# [作業内容]
吹奏楽部の顧問についての文章を、最後の文の後から書き継いでください。

現役部員はオフだが、OBたちが練習にくるのでその送迎と、指揮のレッスン会場だったので電車で見える方の送迎をする。指揮を習うのも、OBたちに場所を貸すのも、すべて現役部員たちのためになることを考えればこそだ。あ、今日一番の仕事である、新人戦参加申し込みもできてよかった。
指揮レッスンで初めてお会いした新任の若い先生と少し話した。
どうやって練習していいかわからない、自分は合唱が専門なので、と。
それでも、顧問になったときに楽譜を読めるのだから、大昔の自分より何十倍もえらい。
少なくとも音楽大学で学んだなら、スコアに書いてある音符と実際になっている音とが楽器ごとに違うことなどは知っているにちがいない。おれなんか先日知ったくらいだから。
先生、練習にはずっとついてるんですか?
それは無理でしょ。会議とかもあるしね。
若いせいかもしれませんが、合奏だけみようとするとパート練習とかもちゃんと見てほしいと言われるんですよ。
練習の仕組みをつくるのが顧問の仕事なんだけど、それが難しいよね、ていうか経験ないとわかんないよね。
音楽の先生が、楽器の専門でなくても吹奏楽をもつのは良い方で、逆に吹奏楽しか知らない人が運動部の顧問になることもある。
その先生がちゃんと勉強するタイプの方ならいいが、「おれはわからないから好きにやれ」方式の方だと部員もかわいそうだ。
現実にそういう例は山ほどあり、一方で、やりすぎて(やらせすぎて)問題になる方もいる。

# [データ]
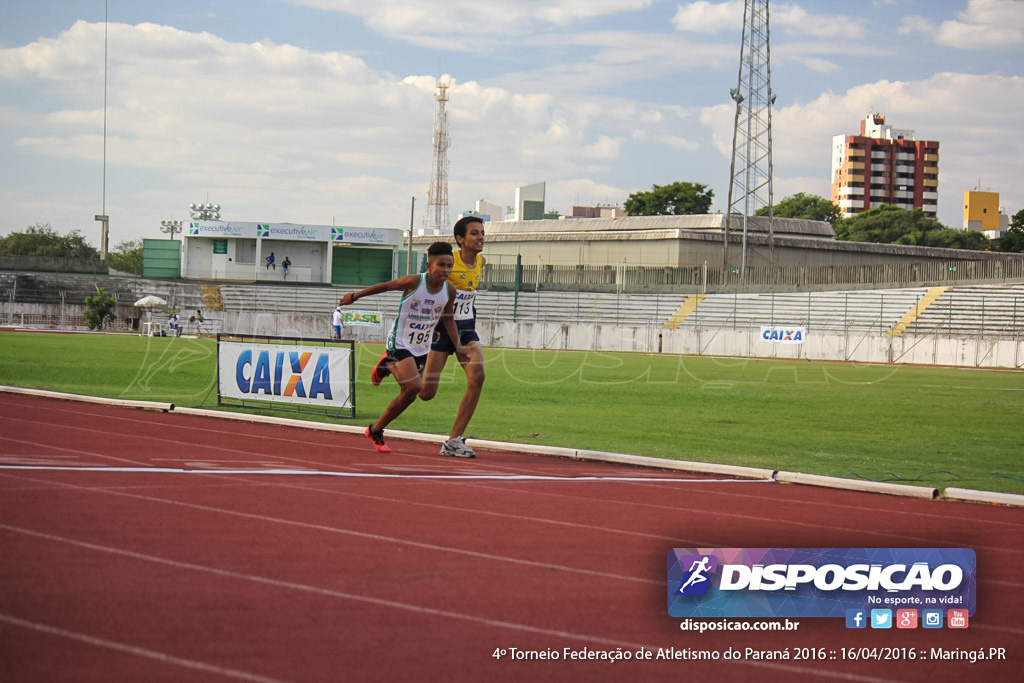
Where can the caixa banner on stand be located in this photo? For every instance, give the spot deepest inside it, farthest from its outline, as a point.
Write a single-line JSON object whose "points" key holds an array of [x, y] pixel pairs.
{"points": [[287, 373]]}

# [回答]
学校生活における部活動の比重がきわめて高いものであることは論を俟たないのに、研究者レベルでも、行政においても、組織的にその質をあげようという動きがまったくない(ようにしか見えない)のが、いまの教育の大きな問題の1つだ。
たとえばラーメン屋さんなら、おいしくなければ流行らない。
でも学校はつぶれもしないし、教員も不祥事で首になっても、技術不足ではならない。
えらそうなことを言えるほどの仕事はしてないが、もう少しだけでも市場原理がはたらくようなシステムが模索されてもいいのではないだろうか。
一人職員室で働いていると、古いOBが尋ねてくるた。名前をきくとかすかに記憶がうずくのだが、そんな顔だったっけ? とも思う。
頼まれて、その子の友人への結婚メッセージビデオに「おめでとう!」といれる。
別れたあとに記憶がもどってきて、「おまえFといつも一緒だったな」と言いに行こうと追いかけたけど、もう姿は見えなかった。
読んでないと思うけど、柴山君! 思い出したよ。
いちばん苦労したクラスのメンバーではないか(笑)。
当時の学級通信をひっぱりだしたら、彼の誕生日にこんな詩をおくっていた。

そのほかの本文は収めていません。